• TO DO
Please answer these questions using the article on switching to a DSLR camera:
(a) What is the one rule the author follows when buying new camera equipment?
(b) What about the point and shoot camera frustrated the author before the switch?
(c) According to the last paragraph, what two things does switching out the lens on a digital SLR let you do?

• EXCERPTED PASSAGE
..............................

How Do I Know When To Switch To A DSLR Camera? :: Digital Photo Secrets

How Do I Know When To Switch To A DSLR Camera?

by David Peterson 14 comments

So you've had a cheap Point-and-Shoot camera for ages and are looking to upgrade. But should you go with another Point and Shoot (because, they are easy to use and don't have any complicated features), or should you get a more expensive, but also more capable, DSLR camera?

Digital SLR cameras offer a lot of extra features that simply aren’t available on a standard digital point and shoot camera. When you purchase a digital SLR, you gain more control over the lens, a faster picture taking rate, better automatic and manual focus modes, and a bunch of smaller features that you don’t realize are important until you start relying on them every day. Having said this, many people own a camera that’s too powerful for their needs. With this in mind, it’s a good idea to know why you’re upgrading your camera before you decide to spend more money.

Always Have A Specific Photo In Mind

I have one rule when it comes to buying new camera equipment. Always have a specific photo you want to take in mind. What do I mean by this? Think of a picture you want to take, and if you can’t take that picture with your current camera setup, buy all of things you need to buy in order to be able to take that picture. Back when I decided I needed to switch to a digital SLR camera, I was getting frustrated with my point and shoot’s slow responsiveness in taking action shots. I wanted something that would take a continual stream of action shots for a longer period of time. In order to get a faster picture taking rate, I had to upgrade to a digital SLR.

Certain shots simply aren’t possible without a digital SLR camera. Most point and shoot cameras don’t allow you to switch out the lens (or force you to use less optimal conversion lenses), and this can become a huge limiting factor. When you are stuck with the relatively small in-house lens on your point and shoot, you lose a good portion of the zoom range and quite a few of your aperture options. A digital SLR camera will allow you to switch out the lens so you can zoom in further and open the aperture more.

..............................

• DATA EXTRACT
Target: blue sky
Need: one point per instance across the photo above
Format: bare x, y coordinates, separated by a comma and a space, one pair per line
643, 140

..............................

• SOLUTION TO THIS EXERCISE
(a) Always have a specific photo you want to take in mind.
(b) Its slow responsiveness in taking action shots.
(c) Zoom in further and open the aperture more.